**Tasks and exercises**.
**a.** In the template discussion, rewrite the part that opens with the words containing "This is why" and closes with "in the future?", renaming "edit warring" to "reverting each other".
**b.** According to the template discussion, how many articles were found to contain an unnamed parameter once the fix was in place?
**c.** Resume the template discussion after its last sentence.

**Text shown**.
■ ■ ■ ■ ■

However this exercise did throw up an mismatch in the logic of the if statements around the categories. The articles with an unnamed parameter were not being placed into the unnamed category by the template {{cite EB1911}} if either wstitle= or title= were present. I have fixed that. Thanks for discovering it. -- PBS (talk) 19:33, 26 April 2016 (UTC)

Once the fix mentioned in the last paragraph was put in place (05:41, 27 April 2016‎) six articles were found to contain an unamed parameter all of them have now been fixed:

This is why it is useful to pass unnamed parameters to {{cite encyclopedia}} -- PBS (talk) 10:21, 30 April 2016 (UTC)

Please discuss instead of edit warring on a template

Zackmann08 and PBS, you are edit warring on a template instead of discussing. Please discuss.

I suggest two items for discussion:

1. How should unknown parameters be tracked, if at all, on this template? The deprecated parameter categories may have been empty, but what should happen if someone uses one in the future?

2. Should this template be merged with {{Cite EB1911}}? – Jonesey95 (talk) 01:46, 18 December 2016 (UTC)

@Jonesey95: I've made a total of two edits on the page... Not possible for that to be edit warring... --Zackmann08 (Talk to me/What I been doing) 05:50, 18 December 2016 (UTC)
  1. The category is there to be monitored. If someone adds for example article=. It needs changing either to wstitle or to title depending on whether the article yet exists on Wikisource.

■ ■ ■ ■ ■

**Provided records**.
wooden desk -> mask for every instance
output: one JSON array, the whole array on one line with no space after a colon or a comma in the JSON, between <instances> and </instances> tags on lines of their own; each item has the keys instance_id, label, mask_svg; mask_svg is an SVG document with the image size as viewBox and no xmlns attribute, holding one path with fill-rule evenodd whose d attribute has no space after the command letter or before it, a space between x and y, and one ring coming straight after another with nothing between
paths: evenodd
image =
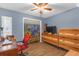
<instances>
[{"instance_id":1,"label":"wooden desk","mask_svg":"<svg viewBox=\"0 0 79 59\"><path fill-rule=\"evenodd\" d=\"M16 56L17 46L10 44L0 47L0 56Z\"/></svg>"}]
</instances>

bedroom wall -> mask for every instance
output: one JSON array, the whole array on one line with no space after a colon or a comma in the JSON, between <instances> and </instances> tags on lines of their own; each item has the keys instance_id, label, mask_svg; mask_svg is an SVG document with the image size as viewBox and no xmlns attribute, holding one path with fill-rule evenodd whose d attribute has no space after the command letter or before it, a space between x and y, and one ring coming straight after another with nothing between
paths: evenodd
<instances>
[{"instance_id":1,"label":"bedroom wall","mask_svg":"<svg viewBox=\"0 0 79 59\"><path fill-rule=\"evenodd\" d=\"M45 19L44 23L60 28L79 28L79 8L73 8L66 12Z\"/></svg>"}]
</instances>

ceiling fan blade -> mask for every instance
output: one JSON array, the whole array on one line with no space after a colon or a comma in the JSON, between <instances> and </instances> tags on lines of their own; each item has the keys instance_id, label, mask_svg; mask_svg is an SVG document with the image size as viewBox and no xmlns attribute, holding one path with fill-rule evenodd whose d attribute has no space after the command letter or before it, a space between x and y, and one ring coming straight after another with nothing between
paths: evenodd
<instances>
[{"instance_id":1,"label":"ceiling fan blade","mask_svg":"<svg viewBox=\"0 0 79 59\"><path fill-rule=\"evenodd\" d=\"M47 6L47 5L48 5L48 3L43 3L43 4L42 4L42 6Z\"/></svg>"},{"instance_id":2,"label":"ceiling fan blade","mask_svg":"<svg viewBox=\"0 0 79 59\"><path fill-rule=\"evenodd\" d=\"M37 3L33 3L33 5L35 5L35 6L39 7L39 5L38 5Z\"/></svg>"},{"instance_id":3,"label":"ceiling fan blade","mask_svg":"<svg viewBox=\"0 0 79 59\"><path fill-rule=\"evenodd\" d=\"M42 11L40 11L40 12L39 12L39 14L43 14L43 12L42 12Z\"/></svg>"},{"instance_id":4,"label":"ceiling fan blade","mask_svg":"<svg viewBox=\"0 0 79 59\"><path fill-rule=\"evenodd\" d=\"M52 9L51 9L51 8L44 8L44 10L52 11Z\"/></svg>"},{"instance_id":5,"label":"ceiling fan blade","mask_svg":"<svg viewBox=\"0 0 79 59\"><path fill-rule=\"evenodd\" d=\"M37 10L38 8L32 8L31 11Z\"/></svg>"}]
</instances>

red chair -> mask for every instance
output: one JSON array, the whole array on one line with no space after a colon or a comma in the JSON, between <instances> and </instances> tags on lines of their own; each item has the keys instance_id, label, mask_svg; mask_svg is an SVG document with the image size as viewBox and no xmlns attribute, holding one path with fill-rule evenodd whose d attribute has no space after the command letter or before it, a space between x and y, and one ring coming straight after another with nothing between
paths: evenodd
<instances>
[{"instance_id":1,"label":"red chair","mask_svg":"<svg viewBox=\"0 0 79 59\"><path fill-rule=\"evenodd\" d=\"M27 43L28 43L30 38L31 38L31 35L26 33L26 35L24 36L22 44L17 44L17 46L18 46L17 50L19 52L21 52L21 54L19 54L19 55L24 56L23 50L27 49Z\"/></svg>"}]
</instances>

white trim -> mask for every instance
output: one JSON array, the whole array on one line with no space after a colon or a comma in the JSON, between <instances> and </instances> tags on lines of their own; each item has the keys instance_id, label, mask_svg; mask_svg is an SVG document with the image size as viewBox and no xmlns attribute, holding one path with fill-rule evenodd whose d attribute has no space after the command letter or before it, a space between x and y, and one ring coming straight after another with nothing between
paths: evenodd
<instances>
[{"instance_id":1,"label":"white trim","mask_svg":"<svg viewBox=\"0 0 79 59\"><path fill-rule=\"evenodd\" d=\"M26 18L24 17L23 18L23 37L24 37L24 20L27 19L27 20L34 20L34 21L39 21L40 22L40 42L42 42L42 21L39 20L39 19L32 19L32 18Z\"/></svg>"}]
</instances>

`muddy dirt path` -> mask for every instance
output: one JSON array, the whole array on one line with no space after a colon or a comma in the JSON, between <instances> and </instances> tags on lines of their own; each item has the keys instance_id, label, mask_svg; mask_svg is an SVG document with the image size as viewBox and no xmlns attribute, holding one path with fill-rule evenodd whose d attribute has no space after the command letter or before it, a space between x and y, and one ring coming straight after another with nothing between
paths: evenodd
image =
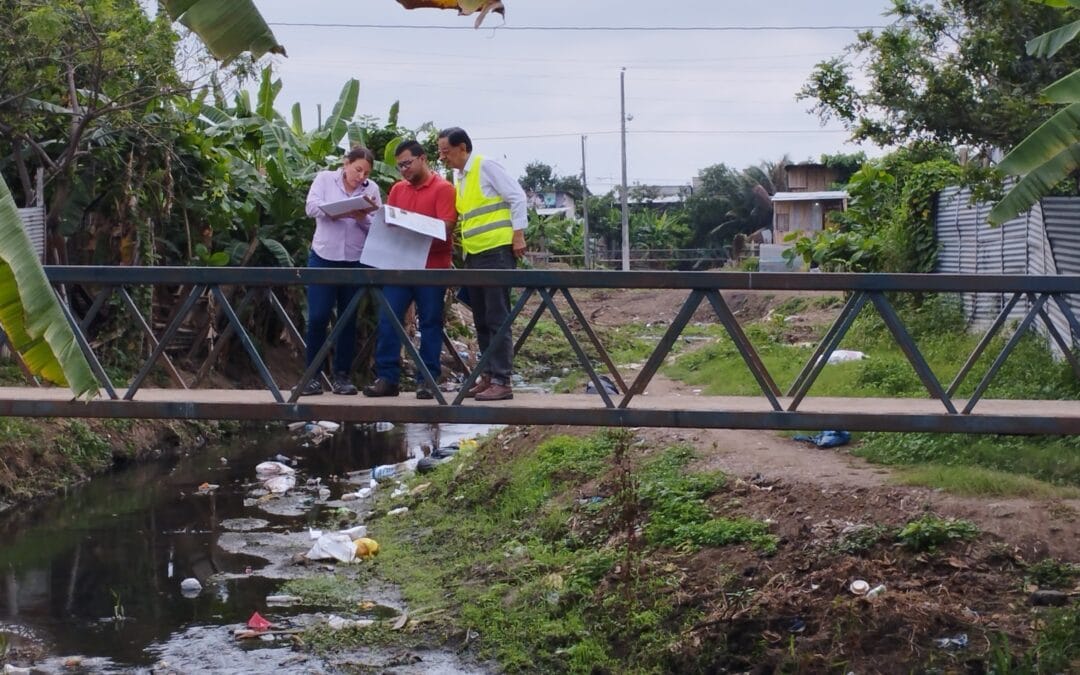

■ ■ ■ ■ ■

**Outputs in order**.
**a.**
This is why it is useful to pass unnamed parameters to {{cite encyclopedia}} -- PBS (talk) 10:21, 30 April 2016 (UTC)

Please discuss instead of reverting each other on a template

Zackmann08 and PBS, you are reverting each other on a template instead of discussing. Please discuss.

I suggest two items for discussion:

1. How should unknown parameters be tracked, if at all, on this template? The deprecated parameter categories may have been empty, but what should happen if someone uses one in the future?

**b.** Six articles.

**c.**
  2. No it should not be merged. {{EB1911}} is like it says an attribution template. It exists to meet the requirements of WP:Plagiarism guideline. {{Cite EB1911}} is a wrapper used by this template and it is useful as a citation template for those articles that include facts based on a EB1911 article, but the text is not copied from an EB1911 article. There are dozens of template pairs such as this. Eg {{DNB}} and {{cite DNB}}
  3. In point of fact as none of the old parameters appear in this template, I do not intend to revert User:Zackmann08 here. However the template {{Cite EB1911}} does still contain some (all?) of those redundant parameters so the category is still needed.

-- PBS (talk) 13:51, 18 December 2016 (UTC)

Thanks for the discussion. Maybe this template should use the unknown parameter module that is used by many infoboxes so that it tracks all unknown parameter usage in a single category. – Jonesey95 (talk) 14:06, 18 December 2016 (UTC)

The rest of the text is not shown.